### PROBLEM
Rewrite the lines below, replacing every "Coordinates" with "Points" and leaving everything else unchanged.

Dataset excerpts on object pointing
_ _ _ _ _ _ _

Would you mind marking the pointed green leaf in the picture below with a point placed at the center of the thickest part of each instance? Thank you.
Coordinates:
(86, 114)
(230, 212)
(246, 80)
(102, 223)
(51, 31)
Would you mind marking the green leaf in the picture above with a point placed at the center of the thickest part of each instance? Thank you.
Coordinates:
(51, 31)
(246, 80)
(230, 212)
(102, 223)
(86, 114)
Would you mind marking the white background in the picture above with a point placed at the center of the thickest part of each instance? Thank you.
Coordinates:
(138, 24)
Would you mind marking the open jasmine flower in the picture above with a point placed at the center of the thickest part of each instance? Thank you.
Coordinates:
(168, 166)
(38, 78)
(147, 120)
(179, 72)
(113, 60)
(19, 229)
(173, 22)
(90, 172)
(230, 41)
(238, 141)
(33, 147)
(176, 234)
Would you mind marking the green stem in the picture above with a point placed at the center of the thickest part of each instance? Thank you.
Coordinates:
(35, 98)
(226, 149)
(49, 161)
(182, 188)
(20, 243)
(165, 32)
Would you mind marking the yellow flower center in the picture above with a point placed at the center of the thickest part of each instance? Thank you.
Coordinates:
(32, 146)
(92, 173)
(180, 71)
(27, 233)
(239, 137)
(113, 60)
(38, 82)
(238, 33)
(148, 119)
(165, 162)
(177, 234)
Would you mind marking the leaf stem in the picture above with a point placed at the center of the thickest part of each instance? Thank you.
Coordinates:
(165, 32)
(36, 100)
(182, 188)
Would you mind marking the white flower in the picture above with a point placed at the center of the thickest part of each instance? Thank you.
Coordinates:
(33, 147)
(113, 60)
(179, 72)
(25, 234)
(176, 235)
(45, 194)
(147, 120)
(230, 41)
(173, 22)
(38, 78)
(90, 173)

_ _ _ _ _ _ _

### RESULT OF THIS EXERCISE
Would you mind marking the pointed green leaf in the picture below with a point placed at the center of the thickest part of each instance? Thank you.
Points:
(86, 114)
(230, 212)
(246, 80)
(102, 223)
(51, 31)
Would you mind marking the green leaf in the picture above with a point placed at the center of the thickest part of each instance? Thank you.
Points:
(51, 31)
(246, 80)
(230, 212)
(102, 223)
(86, 114)
Would you mind marking the white background in the picture above with a point placed at the center of the thickest part of each instance? Thank you.
Points:
(138, 24)
Would you mind marking the open jasmine flower in the picture above with a point placed at the center of the thickest part of each instance? Thank you.
Points:
(168, 166)
(38, 78)
(147, 120)
(179, 72)
(113, 60)
(19, 229)
(173, 22)
(90, 172)
(230, 41)
(238, 141)
(33, 147)
(176, 234)
Would you mind marking the green stem in the picture above with a point placed at the center of the thickest part of each instance? Thank you.
Points:
(35, 98)
(226, 149)
(49, 161)
(182, 188)
(20, 243)
(165, 32)
Would you mind marking the yellow flower center in the picture above with a point placed at the center of the thickest part of each instance? Thank you.
Points:
(32, 146)
(92, 173)
(180, 71)
(27, 233)
(239, 137)
(113, 60)
(38, 82)
(238, 33)
(148, 119)
(165, 162)
(177, 234)
Would you mind marking the leaf stem in the picture above with a point placed at the center of the thickest part of each instance? Thank you.
Points:
(165, 32)
(36, 100)
(182, 188)
Would you mind marking the white flower in the picture above with a point placed at the center of the thickest part of each instance? Thank you.
Points:
(33, 147)
(113, 60)
(179, 72)
(25, 234)
(176, 235)
(45, 194)
(147, 120)
(230, 41)
(173, 22)
(38, 78)
(90, 173)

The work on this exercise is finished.